* _Text passage_
= = =
Part 2 of PW2
A new module implementing the custom instruction was created in ./modules/to_grayscale/toGrayscale.v. It implements the required transformation by replacing multiplications with shifts and adds, like you do on paper with partial products.
As1: The original variant needed 30.6 M cpu cycles, 19 M of which the CPU was stalled and ~17 M the bus was idle.
As2: A new executable was created under .programs/grayscale_accelerated to use this custom instruction.
As3: The elapsed cycles dropped to 24.5 M, 18.3 M stalled and for 11.5 M the bus was idle.
As4: You can see a comparison below:

The camera takes pictures with a resolution of 640 * 480 = 307200 pixels, and the program processes each of them inside 2 nested loops, the outer for line, the inner for column.
Disassembling the original program we can see the inner loop executing 33 instructions, most of them adds and shifts.

The accelerated version, however, has 17 instructions less, those arithmetic and logic needed to convert to grayscale.

Assuming 1 instruction per cycle it saves 17 * 640 * 480 = 5222400 fetches, decodes and executes. Comparing the numbers above 30.6 M - 24.5 M is indeed around 5 M. The stalled count didn't drop that much because adds and shifts execute in 1CC, and the bus is idle when the CPU does math (it does not read any data from DRAM or camera), and the same 5M CC difference is observed.
= = =
* _Data entries_

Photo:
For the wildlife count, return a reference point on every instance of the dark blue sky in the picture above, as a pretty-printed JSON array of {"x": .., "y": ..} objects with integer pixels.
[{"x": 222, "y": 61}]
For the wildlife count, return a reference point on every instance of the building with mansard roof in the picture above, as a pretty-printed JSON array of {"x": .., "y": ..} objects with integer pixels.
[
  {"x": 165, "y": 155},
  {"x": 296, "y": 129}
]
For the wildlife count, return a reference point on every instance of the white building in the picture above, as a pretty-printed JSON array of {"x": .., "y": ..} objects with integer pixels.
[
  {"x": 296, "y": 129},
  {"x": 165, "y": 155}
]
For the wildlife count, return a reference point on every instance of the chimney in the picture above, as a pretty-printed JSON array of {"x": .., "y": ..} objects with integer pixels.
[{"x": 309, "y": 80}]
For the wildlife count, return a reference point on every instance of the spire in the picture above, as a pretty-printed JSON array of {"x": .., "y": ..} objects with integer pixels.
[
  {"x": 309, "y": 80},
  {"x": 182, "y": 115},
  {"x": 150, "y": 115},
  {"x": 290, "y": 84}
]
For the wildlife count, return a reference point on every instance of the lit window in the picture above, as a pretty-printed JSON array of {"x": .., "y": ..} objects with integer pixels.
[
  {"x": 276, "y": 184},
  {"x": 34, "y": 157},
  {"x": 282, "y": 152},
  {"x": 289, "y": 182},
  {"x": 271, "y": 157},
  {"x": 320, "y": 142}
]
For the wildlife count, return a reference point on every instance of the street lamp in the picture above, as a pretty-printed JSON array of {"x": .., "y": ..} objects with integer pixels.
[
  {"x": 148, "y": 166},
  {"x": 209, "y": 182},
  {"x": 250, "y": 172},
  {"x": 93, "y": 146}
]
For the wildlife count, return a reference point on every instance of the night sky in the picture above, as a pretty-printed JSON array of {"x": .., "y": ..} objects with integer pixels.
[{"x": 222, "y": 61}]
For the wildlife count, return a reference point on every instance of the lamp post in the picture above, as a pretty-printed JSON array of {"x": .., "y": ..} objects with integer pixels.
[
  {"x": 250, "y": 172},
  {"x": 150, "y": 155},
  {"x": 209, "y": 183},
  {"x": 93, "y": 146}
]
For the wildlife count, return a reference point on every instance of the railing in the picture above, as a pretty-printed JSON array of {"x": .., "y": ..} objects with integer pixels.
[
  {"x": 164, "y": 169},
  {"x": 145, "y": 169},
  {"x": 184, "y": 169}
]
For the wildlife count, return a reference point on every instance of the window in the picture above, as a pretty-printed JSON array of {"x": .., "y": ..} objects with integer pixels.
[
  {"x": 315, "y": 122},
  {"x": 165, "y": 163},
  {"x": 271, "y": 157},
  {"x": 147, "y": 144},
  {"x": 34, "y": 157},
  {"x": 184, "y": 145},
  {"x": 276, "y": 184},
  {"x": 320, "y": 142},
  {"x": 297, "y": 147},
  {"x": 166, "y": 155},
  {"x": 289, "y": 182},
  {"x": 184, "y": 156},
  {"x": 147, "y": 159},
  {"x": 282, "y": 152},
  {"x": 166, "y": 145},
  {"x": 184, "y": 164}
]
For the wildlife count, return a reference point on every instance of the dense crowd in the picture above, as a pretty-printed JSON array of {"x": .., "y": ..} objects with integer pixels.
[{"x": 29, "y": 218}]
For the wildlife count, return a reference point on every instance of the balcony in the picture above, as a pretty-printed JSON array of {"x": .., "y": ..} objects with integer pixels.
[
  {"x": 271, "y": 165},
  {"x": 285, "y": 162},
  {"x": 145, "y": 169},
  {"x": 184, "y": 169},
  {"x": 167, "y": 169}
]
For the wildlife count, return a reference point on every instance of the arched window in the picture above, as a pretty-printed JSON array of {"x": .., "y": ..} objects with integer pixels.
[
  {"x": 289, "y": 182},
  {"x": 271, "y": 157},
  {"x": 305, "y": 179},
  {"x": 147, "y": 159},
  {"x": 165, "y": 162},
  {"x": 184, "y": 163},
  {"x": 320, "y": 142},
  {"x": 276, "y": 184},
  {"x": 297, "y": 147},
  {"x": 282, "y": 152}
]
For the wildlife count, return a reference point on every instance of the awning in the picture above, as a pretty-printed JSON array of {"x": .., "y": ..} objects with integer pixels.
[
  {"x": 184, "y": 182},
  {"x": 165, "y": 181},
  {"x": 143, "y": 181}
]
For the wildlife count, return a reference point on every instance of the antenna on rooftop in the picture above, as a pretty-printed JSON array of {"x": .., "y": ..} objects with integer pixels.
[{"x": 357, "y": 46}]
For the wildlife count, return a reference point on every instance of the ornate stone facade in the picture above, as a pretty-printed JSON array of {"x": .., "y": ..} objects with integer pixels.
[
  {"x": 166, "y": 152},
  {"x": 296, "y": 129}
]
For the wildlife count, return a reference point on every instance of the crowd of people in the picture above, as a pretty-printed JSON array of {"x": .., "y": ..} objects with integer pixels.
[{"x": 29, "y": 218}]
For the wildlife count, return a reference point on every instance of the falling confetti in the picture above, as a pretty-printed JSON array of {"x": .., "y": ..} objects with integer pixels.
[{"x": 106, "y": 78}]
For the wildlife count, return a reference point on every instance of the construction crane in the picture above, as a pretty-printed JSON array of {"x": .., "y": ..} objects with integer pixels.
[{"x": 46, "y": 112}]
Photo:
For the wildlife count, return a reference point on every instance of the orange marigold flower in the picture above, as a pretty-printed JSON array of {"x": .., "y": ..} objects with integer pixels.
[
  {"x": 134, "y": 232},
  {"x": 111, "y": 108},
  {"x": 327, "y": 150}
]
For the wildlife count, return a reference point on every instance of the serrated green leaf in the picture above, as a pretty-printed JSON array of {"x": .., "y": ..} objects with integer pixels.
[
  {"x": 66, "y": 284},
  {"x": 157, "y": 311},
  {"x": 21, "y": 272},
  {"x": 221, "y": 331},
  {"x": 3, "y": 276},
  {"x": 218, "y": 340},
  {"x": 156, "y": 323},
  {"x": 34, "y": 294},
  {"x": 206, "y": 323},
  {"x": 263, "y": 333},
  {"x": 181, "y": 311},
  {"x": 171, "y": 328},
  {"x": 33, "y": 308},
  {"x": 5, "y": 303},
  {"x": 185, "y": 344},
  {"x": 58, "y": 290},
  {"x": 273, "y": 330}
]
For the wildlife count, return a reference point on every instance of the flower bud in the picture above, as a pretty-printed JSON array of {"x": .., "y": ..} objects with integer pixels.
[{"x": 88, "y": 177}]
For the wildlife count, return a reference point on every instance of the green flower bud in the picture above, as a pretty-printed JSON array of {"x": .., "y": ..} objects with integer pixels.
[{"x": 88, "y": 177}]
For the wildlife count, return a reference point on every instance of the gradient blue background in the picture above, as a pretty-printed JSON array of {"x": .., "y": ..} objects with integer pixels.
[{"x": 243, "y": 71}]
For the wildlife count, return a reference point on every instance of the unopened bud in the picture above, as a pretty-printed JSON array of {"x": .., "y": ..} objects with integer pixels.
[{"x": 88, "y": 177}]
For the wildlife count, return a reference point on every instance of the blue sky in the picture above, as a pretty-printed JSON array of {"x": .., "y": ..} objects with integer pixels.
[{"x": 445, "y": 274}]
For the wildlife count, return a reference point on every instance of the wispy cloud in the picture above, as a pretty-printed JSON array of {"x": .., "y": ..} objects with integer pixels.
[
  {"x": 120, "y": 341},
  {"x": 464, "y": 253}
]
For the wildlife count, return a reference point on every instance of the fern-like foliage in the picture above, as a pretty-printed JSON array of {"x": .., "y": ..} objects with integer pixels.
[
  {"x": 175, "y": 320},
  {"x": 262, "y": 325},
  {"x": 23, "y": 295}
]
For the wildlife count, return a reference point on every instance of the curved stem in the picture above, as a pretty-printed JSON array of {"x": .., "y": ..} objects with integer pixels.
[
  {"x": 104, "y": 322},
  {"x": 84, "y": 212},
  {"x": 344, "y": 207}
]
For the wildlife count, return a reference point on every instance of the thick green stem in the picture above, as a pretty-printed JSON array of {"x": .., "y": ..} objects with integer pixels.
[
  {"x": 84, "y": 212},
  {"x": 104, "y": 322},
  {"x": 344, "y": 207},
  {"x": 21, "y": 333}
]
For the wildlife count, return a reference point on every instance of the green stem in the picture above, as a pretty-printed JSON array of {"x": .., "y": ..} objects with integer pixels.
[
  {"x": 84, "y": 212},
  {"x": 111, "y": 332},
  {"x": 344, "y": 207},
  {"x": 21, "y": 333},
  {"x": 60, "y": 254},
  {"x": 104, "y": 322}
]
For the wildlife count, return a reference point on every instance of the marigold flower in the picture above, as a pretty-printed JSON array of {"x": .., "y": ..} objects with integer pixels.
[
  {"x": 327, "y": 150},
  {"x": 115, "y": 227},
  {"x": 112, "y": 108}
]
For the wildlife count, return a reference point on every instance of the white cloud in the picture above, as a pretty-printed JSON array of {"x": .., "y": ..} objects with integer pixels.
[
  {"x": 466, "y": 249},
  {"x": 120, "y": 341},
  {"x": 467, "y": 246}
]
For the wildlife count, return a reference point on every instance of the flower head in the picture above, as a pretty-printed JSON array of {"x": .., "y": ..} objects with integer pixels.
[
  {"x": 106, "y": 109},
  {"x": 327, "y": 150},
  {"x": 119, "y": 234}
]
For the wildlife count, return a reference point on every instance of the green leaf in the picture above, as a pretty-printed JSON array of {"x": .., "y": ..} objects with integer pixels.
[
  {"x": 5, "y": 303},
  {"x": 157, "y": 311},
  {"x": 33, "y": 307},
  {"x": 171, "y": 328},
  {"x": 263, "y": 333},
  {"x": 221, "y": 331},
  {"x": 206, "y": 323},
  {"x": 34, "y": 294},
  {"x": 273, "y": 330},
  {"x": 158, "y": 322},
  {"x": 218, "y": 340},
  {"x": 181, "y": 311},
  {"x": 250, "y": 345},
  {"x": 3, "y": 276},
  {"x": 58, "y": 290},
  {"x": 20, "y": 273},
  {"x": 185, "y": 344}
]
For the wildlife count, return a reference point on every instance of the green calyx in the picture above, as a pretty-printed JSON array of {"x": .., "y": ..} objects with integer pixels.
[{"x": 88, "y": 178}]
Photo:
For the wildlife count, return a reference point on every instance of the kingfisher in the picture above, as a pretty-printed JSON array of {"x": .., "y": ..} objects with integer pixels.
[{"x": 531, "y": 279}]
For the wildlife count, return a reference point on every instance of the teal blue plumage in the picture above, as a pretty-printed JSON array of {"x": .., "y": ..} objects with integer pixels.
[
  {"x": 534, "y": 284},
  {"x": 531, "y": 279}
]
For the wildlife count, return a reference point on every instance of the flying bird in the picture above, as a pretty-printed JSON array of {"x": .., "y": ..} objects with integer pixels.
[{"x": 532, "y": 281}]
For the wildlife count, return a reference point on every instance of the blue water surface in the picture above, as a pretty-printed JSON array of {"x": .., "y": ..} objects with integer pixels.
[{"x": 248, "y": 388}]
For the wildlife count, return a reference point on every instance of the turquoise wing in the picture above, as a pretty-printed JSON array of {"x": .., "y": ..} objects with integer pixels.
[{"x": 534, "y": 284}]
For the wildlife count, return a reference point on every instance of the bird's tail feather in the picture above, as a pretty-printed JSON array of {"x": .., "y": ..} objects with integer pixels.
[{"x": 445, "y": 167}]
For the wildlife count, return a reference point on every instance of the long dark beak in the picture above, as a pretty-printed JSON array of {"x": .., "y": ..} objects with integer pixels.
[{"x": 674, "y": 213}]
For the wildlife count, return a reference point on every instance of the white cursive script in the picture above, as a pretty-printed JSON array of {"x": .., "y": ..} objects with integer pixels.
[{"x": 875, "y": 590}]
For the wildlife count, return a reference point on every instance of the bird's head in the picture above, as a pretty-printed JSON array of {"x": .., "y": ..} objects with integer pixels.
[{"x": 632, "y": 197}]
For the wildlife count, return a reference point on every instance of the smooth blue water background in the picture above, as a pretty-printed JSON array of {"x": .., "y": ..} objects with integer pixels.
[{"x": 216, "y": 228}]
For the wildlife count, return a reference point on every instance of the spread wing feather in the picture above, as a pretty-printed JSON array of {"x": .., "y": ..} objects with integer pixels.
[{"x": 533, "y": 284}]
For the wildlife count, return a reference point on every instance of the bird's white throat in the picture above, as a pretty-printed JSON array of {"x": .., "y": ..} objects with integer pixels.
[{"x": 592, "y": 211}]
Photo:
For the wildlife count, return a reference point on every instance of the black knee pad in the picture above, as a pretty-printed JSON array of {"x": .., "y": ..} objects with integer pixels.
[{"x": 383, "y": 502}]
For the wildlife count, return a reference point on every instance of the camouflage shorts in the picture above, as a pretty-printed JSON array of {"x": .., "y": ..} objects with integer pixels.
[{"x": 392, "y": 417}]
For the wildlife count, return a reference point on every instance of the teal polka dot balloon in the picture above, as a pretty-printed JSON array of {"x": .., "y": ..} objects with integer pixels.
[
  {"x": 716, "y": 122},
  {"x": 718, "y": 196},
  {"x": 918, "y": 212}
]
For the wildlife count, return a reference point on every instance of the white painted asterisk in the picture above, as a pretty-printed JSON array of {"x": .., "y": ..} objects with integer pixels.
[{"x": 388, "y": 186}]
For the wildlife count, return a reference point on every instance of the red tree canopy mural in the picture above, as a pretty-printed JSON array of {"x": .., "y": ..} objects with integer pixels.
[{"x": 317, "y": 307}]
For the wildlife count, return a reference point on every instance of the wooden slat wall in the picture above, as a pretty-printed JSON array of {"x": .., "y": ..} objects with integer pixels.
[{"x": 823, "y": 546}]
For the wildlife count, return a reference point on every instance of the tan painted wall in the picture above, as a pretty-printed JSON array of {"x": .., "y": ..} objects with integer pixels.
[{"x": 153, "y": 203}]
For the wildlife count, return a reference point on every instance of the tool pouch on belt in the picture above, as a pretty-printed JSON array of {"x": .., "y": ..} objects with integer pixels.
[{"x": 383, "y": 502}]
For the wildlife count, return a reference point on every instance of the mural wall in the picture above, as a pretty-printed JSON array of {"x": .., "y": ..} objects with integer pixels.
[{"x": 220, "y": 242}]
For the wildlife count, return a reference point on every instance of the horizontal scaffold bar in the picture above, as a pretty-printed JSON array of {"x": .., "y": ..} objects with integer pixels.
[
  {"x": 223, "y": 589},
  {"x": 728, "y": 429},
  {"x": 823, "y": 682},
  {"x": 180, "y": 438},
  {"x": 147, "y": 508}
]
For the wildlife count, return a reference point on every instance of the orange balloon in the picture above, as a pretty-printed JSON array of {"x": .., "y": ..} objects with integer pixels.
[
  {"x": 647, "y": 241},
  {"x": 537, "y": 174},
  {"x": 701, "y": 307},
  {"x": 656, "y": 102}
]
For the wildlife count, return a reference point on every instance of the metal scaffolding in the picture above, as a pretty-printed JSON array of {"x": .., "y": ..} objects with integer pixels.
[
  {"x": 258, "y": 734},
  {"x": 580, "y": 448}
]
= = =
* _The task_
In the text on the grayscale custom instruction, how many instructions does the inner loop of the original program execute? These rows were drawn from a different source than the text above them.

* _Final result_
33 instructions, most of them adds and shifts.